Exercise directions
Write out again, exactly as they stand, the line that includes "of the putting" and all remaining lines of the entries.

Task inputs
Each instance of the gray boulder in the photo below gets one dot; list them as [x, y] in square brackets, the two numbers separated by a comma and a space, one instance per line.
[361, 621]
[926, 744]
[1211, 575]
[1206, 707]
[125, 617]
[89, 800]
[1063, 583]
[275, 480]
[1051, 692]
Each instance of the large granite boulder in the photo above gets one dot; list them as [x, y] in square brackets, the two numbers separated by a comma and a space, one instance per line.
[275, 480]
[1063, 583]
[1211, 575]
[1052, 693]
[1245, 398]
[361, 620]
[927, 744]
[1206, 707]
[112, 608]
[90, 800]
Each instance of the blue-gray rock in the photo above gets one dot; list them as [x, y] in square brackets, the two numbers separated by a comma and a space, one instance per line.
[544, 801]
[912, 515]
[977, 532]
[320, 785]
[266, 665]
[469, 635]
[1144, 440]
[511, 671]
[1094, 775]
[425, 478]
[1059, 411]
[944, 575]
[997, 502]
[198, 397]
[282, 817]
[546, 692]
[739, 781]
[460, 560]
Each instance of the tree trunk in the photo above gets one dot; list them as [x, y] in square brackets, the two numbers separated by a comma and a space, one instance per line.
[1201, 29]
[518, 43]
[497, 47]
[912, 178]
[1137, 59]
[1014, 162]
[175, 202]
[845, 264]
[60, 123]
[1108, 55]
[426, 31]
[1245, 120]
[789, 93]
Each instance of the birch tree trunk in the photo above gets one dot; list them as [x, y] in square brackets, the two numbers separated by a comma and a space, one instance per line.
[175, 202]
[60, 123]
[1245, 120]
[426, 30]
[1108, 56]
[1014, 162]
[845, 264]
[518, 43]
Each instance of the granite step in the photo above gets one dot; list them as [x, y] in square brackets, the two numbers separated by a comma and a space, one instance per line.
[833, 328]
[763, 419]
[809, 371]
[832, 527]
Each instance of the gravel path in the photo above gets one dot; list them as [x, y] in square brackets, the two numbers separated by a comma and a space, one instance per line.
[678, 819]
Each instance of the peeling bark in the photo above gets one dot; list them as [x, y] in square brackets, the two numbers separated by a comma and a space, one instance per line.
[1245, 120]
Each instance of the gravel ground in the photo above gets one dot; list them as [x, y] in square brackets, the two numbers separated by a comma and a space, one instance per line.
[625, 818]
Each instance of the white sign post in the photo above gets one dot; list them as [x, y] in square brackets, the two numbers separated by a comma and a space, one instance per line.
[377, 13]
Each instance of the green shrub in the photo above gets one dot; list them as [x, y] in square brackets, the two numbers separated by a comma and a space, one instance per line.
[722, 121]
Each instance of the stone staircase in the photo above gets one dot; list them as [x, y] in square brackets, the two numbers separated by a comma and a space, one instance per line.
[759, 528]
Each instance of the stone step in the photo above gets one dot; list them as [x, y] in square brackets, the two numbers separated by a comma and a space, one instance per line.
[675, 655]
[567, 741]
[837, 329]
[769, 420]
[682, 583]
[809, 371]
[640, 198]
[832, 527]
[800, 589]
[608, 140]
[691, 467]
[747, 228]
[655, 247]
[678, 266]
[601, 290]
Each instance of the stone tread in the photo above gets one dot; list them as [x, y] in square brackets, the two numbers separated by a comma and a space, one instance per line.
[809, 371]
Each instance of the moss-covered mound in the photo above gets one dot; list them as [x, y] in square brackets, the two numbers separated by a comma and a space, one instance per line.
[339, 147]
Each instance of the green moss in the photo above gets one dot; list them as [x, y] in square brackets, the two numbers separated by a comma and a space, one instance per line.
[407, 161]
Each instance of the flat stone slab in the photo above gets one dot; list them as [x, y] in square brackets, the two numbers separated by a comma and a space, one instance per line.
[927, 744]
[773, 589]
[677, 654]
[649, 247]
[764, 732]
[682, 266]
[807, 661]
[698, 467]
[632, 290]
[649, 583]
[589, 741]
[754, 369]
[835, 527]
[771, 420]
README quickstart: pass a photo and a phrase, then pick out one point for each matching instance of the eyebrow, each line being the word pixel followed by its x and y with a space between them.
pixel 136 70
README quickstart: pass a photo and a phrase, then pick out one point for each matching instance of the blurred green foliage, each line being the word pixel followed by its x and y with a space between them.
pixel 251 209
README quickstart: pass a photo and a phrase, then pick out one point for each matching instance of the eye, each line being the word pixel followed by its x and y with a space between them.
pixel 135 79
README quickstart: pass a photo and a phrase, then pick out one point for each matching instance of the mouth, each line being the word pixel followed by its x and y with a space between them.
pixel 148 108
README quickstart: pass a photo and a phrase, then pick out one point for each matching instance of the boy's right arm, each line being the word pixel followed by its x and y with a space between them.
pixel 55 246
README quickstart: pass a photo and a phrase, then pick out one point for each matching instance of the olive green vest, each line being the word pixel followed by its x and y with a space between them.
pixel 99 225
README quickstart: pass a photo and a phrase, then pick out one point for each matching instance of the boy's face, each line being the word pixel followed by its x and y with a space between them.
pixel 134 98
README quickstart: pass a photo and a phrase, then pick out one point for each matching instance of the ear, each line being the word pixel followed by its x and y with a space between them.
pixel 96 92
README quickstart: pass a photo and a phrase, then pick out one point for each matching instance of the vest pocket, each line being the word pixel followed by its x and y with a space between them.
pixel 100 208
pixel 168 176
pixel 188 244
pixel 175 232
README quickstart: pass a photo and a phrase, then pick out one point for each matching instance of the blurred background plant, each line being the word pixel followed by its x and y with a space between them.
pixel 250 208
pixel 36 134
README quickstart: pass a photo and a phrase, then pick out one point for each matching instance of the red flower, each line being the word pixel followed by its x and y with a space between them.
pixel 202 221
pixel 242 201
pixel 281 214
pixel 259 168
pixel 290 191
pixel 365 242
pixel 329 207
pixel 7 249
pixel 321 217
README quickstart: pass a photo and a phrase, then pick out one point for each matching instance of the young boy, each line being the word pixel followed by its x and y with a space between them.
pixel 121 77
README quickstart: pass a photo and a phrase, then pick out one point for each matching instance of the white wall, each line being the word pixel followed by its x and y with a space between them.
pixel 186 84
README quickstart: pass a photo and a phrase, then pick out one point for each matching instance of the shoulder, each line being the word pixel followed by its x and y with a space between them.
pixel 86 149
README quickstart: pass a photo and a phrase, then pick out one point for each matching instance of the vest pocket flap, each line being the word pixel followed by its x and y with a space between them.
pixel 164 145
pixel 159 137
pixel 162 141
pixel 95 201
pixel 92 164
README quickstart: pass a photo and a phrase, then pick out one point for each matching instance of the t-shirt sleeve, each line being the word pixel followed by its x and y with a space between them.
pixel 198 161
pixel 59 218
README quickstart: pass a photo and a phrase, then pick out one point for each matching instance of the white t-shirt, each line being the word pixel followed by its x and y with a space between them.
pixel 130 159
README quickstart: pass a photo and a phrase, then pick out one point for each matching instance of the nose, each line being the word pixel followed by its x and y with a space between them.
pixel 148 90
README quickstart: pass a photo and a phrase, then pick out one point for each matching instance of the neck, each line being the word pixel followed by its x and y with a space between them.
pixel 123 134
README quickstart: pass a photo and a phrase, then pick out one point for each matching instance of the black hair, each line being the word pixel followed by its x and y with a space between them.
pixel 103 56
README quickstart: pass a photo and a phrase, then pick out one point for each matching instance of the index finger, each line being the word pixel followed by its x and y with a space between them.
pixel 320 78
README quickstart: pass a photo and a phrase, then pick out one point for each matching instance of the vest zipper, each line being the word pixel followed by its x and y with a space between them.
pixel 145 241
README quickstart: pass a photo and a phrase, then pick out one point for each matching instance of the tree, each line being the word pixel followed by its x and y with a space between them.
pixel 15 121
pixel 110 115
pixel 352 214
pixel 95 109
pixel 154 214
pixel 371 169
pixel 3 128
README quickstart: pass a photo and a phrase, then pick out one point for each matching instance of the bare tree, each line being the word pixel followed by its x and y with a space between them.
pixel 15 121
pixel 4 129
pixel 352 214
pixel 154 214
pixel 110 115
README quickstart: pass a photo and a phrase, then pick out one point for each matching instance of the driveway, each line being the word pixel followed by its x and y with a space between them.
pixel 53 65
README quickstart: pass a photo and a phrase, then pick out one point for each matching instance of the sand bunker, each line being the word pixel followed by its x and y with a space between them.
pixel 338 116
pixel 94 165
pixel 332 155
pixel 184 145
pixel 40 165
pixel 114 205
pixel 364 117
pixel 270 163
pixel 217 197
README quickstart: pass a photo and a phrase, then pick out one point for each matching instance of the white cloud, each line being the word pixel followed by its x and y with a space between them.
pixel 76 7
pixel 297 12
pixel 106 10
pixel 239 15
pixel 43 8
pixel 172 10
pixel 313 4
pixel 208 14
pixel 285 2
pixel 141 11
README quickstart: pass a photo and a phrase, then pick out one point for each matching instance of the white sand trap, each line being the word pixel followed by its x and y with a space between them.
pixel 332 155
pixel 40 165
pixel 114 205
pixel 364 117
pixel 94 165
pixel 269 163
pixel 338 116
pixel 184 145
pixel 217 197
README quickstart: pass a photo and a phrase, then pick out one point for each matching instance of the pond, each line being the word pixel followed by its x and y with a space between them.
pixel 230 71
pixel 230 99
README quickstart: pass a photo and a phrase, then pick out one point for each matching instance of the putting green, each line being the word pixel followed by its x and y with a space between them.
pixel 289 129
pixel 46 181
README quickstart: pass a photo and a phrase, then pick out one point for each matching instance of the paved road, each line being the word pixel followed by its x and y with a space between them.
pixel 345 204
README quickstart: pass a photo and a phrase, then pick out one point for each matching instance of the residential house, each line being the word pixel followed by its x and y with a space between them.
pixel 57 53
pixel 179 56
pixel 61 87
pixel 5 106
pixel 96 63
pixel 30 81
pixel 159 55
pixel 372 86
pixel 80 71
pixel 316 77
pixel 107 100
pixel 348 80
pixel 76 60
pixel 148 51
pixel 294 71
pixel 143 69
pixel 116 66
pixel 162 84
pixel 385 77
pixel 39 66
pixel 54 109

Answer space
README quickstart: pass a photo and a phrase, then pick out one point for each matching instance of the putting green, each line being the word pixel followed by its x and y with a space between them.
pixel 289 129
pixel 46 181
README quickstart: pass a photo and a phrase, then pick out one point for each matching instance of the paved road, each line being the word pixel followed by its x and y with a space between them.
pixel 345 204
README quickstart: pass a photo and a phrase, then pick out one point for each matching instance of the residential house, each line being the word pixel followed by its x and y with a space between them.
pixel 57 53
pixel 179 56
pixel 61 87
pixel 5 106
pixel 96 63
pixel 30 81
pixel 159 55
pixel 372 86
pixel 80 71
pixel 316 77
pixel 107 100
pixel 348 80
pixel 76 60
pixel 148 51
pixel 294 71
pixel 143 69
pixel 116 66
pixel 162 84
pixel 385 77
pixel 39 66
pixel 54 109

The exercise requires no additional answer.